TO BE DONE: Could you reproduce every line of the material below word for word, leaving out the pictures?

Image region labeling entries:
----------------------------------------

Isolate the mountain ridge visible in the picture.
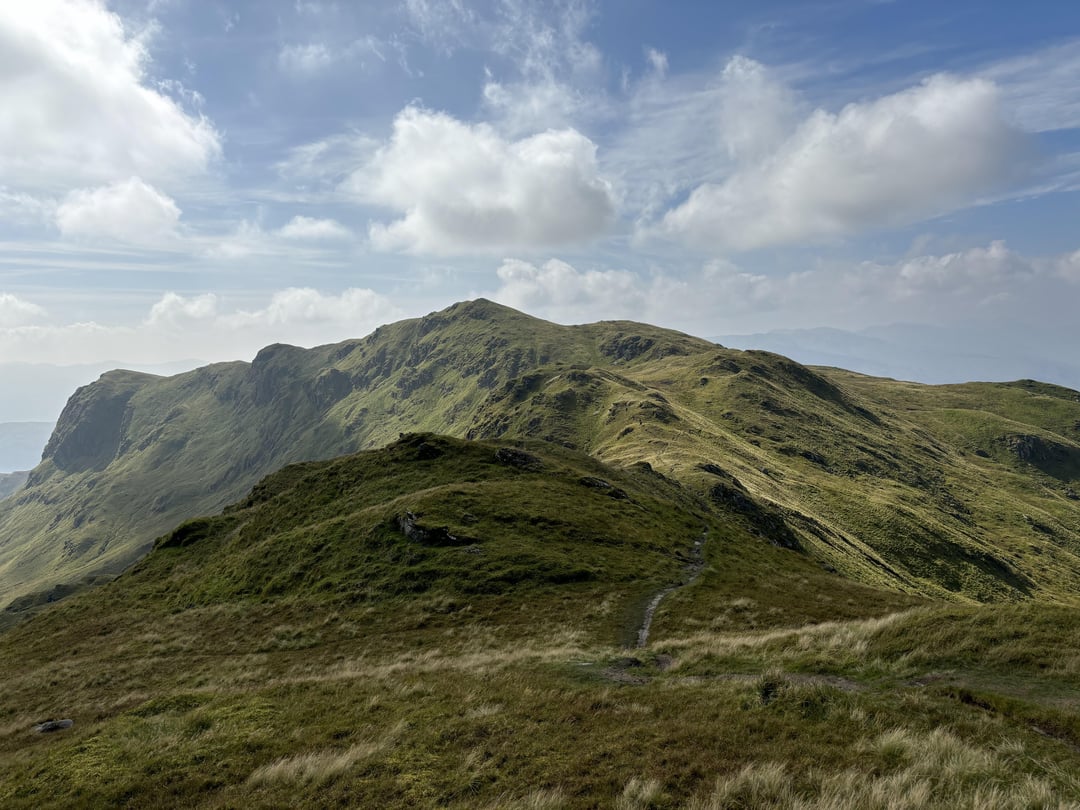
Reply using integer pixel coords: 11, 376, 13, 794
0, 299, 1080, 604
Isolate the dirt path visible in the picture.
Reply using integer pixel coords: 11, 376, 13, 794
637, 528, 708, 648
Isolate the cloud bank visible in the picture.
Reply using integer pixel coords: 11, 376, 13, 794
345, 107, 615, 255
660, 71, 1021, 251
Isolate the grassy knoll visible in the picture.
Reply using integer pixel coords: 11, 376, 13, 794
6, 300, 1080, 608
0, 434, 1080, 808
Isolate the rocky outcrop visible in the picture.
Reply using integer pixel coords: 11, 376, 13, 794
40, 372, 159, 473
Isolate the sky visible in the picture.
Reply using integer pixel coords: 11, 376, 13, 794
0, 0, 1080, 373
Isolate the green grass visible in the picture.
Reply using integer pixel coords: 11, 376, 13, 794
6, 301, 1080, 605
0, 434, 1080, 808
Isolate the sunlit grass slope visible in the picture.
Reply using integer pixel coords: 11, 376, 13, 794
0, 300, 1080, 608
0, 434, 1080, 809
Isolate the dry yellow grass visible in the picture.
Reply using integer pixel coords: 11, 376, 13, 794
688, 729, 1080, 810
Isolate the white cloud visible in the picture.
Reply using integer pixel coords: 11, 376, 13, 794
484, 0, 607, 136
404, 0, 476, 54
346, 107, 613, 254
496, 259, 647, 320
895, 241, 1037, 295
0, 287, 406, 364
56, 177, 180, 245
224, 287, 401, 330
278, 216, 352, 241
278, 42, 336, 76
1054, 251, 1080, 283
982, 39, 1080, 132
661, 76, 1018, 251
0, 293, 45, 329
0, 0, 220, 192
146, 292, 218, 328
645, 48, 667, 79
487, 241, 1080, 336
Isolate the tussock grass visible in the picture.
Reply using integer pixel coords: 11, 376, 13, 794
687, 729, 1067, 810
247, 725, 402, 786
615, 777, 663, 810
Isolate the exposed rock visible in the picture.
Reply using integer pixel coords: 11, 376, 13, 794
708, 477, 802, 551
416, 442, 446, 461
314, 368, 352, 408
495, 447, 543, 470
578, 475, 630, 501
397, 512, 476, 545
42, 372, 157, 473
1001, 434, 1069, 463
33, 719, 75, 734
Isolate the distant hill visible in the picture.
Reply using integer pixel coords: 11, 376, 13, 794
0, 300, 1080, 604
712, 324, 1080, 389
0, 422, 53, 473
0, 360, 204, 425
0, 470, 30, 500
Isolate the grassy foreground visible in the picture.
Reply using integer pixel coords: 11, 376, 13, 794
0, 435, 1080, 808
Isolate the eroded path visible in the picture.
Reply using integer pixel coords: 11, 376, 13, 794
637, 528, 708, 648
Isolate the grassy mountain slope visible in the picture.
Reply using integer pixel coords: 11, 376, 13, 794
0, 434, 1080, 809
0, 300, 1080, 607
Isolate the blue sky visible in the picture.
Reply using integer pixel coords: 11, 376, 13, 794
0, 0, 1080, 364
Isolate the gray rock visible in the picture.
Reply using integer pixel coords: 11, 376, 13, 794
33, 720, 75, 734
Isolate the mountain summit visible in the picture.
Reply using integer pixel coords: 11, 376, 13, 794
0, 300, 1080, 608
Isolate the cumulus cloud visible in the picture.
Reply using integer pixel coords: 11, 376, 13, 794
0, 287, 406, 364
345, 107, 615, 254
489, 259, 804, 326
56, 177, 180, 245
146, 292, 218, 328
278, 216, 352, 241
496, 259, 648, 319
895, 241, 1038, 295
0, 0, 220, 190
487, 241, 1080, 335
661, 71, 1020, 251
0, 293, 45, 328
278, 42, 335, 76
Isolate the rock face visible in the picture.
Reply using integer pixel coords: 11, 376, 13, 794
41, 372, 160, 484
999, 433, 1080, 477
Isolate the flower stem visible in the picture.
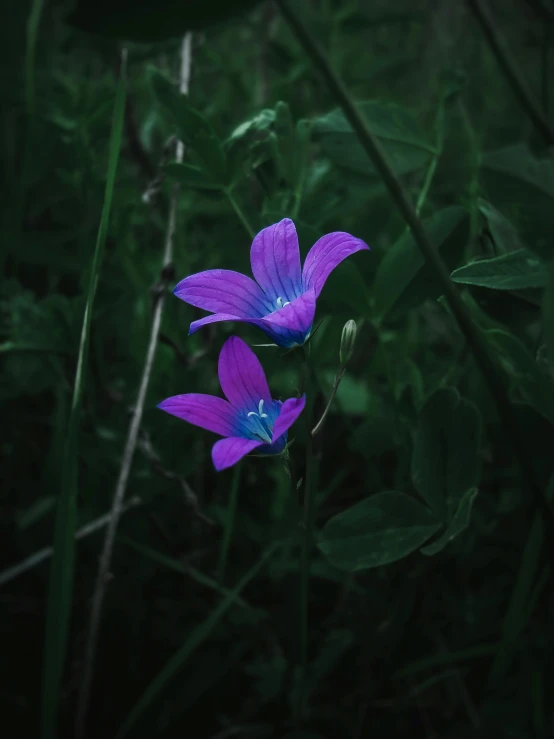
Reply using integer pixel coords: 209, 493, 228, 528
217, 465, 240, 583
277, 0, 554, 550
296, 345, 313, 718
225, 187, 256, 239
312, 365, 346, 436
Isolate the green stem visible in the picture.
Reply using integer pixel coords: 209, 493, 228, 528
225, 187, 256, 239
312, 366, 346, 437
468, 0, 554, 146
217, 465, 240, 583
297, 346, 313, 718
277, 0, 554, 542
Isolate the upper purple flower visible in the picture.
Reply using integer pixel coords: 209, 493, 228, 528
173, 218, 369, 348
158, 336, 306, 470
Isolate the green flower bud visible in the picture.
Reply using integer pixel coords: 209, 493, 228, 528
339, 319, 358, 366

----------------------------------------

TASK SOLUTION:
Isolate the mountain ridge visible in the picture.
Reply using integer pixel coords: 11, 376, 13, 794
0, 299, 1080, 604
Isolate the dirt path visible in the picture.
Reply using integer pixel coords: 11, 376, 13, 794
637, 528, 708, 648
Isolate the cloud bank visible in the picture.
Reply using integer pixel coords: 11, 376, 13, 794
345, 107, 615, 255
660, 71, 1021, 251
Isolate the grassy knoll visible in the picture.
Reply using integer pixel coords: 11, 376, 13, 794
6, 300, 1080, 608
0, 434, 1080, 808
Isolate the rocky outcrop visible in the picture.
Reply using integer pixel coords: 11, 376, 13, 794
40, 372, 159, 473
Isolate the sky visible in the picture.
Reply using integer pixel coords: 11, 376, 13, 794
0, 0, 1080, 373
Isolate the green grass visible in the picture.
Reply using integer pixel coords: 11, 376, 13, 794
6, 301, 1080, 605
0, 434, 1080, 808
Isolate the sunlit grass slope visible in the picture.
Reply using integer pixel coords: 11, 376, 13, 794
0, 300, 1080, 608
0, 434, 1080, 809
Isolate the dry yellow grass visible in the picture.
Reply using integer pixel coords: 11, 376, 13, 794
688, 729, 1080, 810
Isolate the white cloud visible in the picture.
Reply using integer pixel coords: 11, 376, 13, 794
484, 0, 607, 136
404, 0, 476, 54
346, 107, 613, 254
496, 259, 647, 320
895, 241, 1037, 295
0, 287, 406, 364
56, 177, 180, 245
224, 287, 401, 330
278, 216, 352, 241
278, 42, 336, 76
1054, 251, 1080, 283
982, 39, 1080, 132
661, 76, 1018, 251
0, 293, 45, 329
0, 0, 220, 192
146, 292, 218, 328
645, 48, 667, 79
487, 241, 1080, 336
Isolate the tussock grass visible in the picture.
Reply using integer pixel coords: 11, 376, 13, 794
687, 729, 1067, 810
247, 725, 402, 786
615, 777, 663, 810
Isolate the exposed rock visible in the picture.
Reply using integer pixel coords: 11, 376, 13, 794
708, 477, 802, 551
416, 442, 446, 461
314, 368, 352, 408
495, 447, 543, 470
578, 475, 630, 501
397, 512, 476, 545
42, 372, 157, 473
1001, 434, 1069, 463
33, 719, 75, 734
Isolate the distant hill visible in the picture.
Reply using integer pixel coords: 11, 376, 13, 794
0, 300, 1080, 604
712, 324, 1080, 389
0, 422, 53, 473
0, 360, 204, 425
0, 470, 30, 500
Isolate the grassy foreground visible in the picture.
Reply using integer pixel coords: 11, 376, 13, 794
0, 435, 1080, 808
Isolate the eroded path visible in the picture.
Reply using integer pixel coords: 11, 376, 13, 794
637, 528, 708, 648
Isolate the grassy mountain slope visible in the picture.
Reply using integer pixel coords: 11, 376, 13, 794
0, 434, 1080, 809
0, 300, 1080, 607
Isolate the blue sky visible in the picture.
Reply using integer pixel coords: 11, 376, 13, 794
0, 0, 1080, 364
Isolate the gray rock visible in the picture.
Reply using integer pixel coords: 11, 376, 13, 794
33, 720, 75, 734
Isolate the mountain summit visible in the picture.
Reply using integer pixel coords: 11, 376, 13, 794
0, 300, 1080, 608
Isolate the cumulus cloud visible in the picture.
Reply using integer pixel coords: 11, 376, 13, 794
0, 287, 406, 364
345, 107, 615, 254
489, 259, 804, 326
56, 177, 180, 245
146, 292, 218, 328
278, 216, 352, 241
496, 259, 648, 319
895, 241, 1038, 295
0, 0, 220, 190
487, 241, 1080, 335
661, 71, 1020, 251
0, 293, 45, 328
278, 42, 335, 76
Isolate the rock face visible in the picture.
Reply using integer pixel coords: 11, 376, 13, 794
41, 372, 160, 484
999, 433, 1080, 477
Isolate the flower stem visible in the picture.
Reply using integer pixel coords: 209, 493, 228, 528
217, 465, 240, 583
277, 0, 554, 550
296, 345, 313, 718
225, 187, 256, 239
312, 365, 346, 436
Isolate the green stem visible in the picture.
Reply using integer pixel coords: 209, 493, 228, 528
225, 187, 256, 239
312, 366, 346, 437
468, 0, 554, 146
217, 465, 240, 583
297, 346, 313, 718
277, 0, 554, 542
Isolate the upper purple flower visible in the picture.
Reply using integer pixel coords: 209, 493, 228, 528
173, 218, 369, 348
158, 336, 306, 470
Isolate the green flower bud visible in the picture.
Reply using integer pixel coords: 209, 493, 228, 528
339, 319, 358, 366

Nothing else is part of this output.